▶ Text segment:

An earlier trial was told that concerns had been raised about a number of horses which had been left on the land, with some causing problems for motorists by wandering out onto nearby roads. RSPCA inspectors left notes, after visiting in February 2017, before arranging follow-up visits.
The ponies, a Palomino mare, a chestnut gelding and a grey mare, had different injuries such as foot abscesses, laminitis and osteoarthritis, which were not addressed by the pair.
Charity inspectors felt their condition had deteriorated as they had not been placed on a satisfactory worming regime.
Sentencing: John Declan Ashurst O’Shaughnessy – 12 month community order to complete 150 hours of unpaid work. Total of £1,085 costs and charges. Disqualified from keeping any animals for five years, later reduced to two years on appeal. Deprivation order was placed on the three ponies, with a foal also born to the grey mare. Later appealed, unsuccessfully.
A warrant was issued for Lorraine Ashurst’s arrest when she failed to appear for sentencing. As at 20/07/2018 the warrant is still outstanding.

▶ Problem set:
1 - Repeat the part of the pony neglect case report from "The ponies, a" up to and including "Later appealed, unsuccessfully.".
2 - Answer these questions using the pony neglect case report:
(a) In what month and year did RSPCA inspectors visit and leave notes?
(b) How many hours of unpaid work did John Declan Ashurst O'Shaughnessy have to complete?
(c) As at 20/07/2018, what was the status of the warrant for Lorraine Ashurst's arrest?
3 - Continue the pony neglect case report from the point where it stops.
The data placed after this report is not needed for any of the work.

▶ Material provided:
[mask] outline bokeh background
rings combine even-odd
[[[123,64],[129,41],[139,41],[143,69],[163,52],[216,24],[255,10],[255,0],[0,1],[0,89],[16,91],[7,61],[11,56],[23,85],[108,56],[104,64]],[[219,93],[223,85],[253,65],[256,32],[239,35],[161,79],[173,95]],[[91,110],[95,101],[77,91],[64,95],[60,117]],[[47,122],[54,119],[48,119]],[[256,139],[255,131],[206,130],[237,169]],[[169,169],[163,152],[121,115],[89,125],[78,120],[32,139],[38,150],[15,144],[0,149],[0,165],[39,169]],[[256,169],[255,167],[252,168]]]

▶ Outputs by task:
1 -
The ponies, a Palomino mare, a chestnut gelding and a grey mare, had different injuries such as foot abscesses, laminitis and osteoarthritis, which were not addressed by the pair.
Charity inspectors felt their condition had deteriorated as they had not been placed on a satisfactory worming regime.
Sentencing: John Declan Ashurst O’Shaughnessy – 12 month community order to complete 150 hours of unpaid work. Total of £1,085 costs and charges. Disqualified from keeping any animals for five years, later reduced to two years on appeal. Deprivation order was placed on the three ponies, with a foal also born to the grey mare. Later appealed, unsuccessfully.

2 -
(a) February 2017
(b) 150 hours
(c) It was still outstanding.

3 -
#TheList Kiki Stamatopoulou-Angelitos, born 22/02/1970, most recently of 21 Gomer Gardens, Townhill, Swansea SA1 6QF but may now be living in Greece – on the run after dead and starving pets found in her filthy home
Angelitos was convicted in her absence after magistrates found three charges of causing unnecessary suffering to a protected animal and three charges of failing to meet the welfare needs of an animal proven. She was due to be sentenced at the end of May 2018 but failed to attend and magistrates issued a warrant for her arrest.
But she has still not been located and a spokeswoman for South Wales Police said arrest enquiries were continuing.
During the hearing, Swansea Magistrates’ Court heard a dead dog was found in the garden of Angelitos’ home in Gomer Gardens, in Townhill, and had been decomposing for two weeks.
A “visibly bony” Malamute dog and several small animals in a bad state, together with six dogs which were kept in one room, were also found in the house.
Sarah Thyer, prosecuting on behalf of Swansea Council , told the court at the time that this was a “distressing case”.
Officers first visited the property on October 6, 2017, after concerns about animal welfare and of the state of the house had been raised. She added: “There was an extremely strong smell of rubbish.
“Rubbish bags were covering the floor to such a large quantity that officers had to walk on this [the rubbish].”
She said there were open bags of dog food as well and that, in the kitchen, the tap was running at full blast.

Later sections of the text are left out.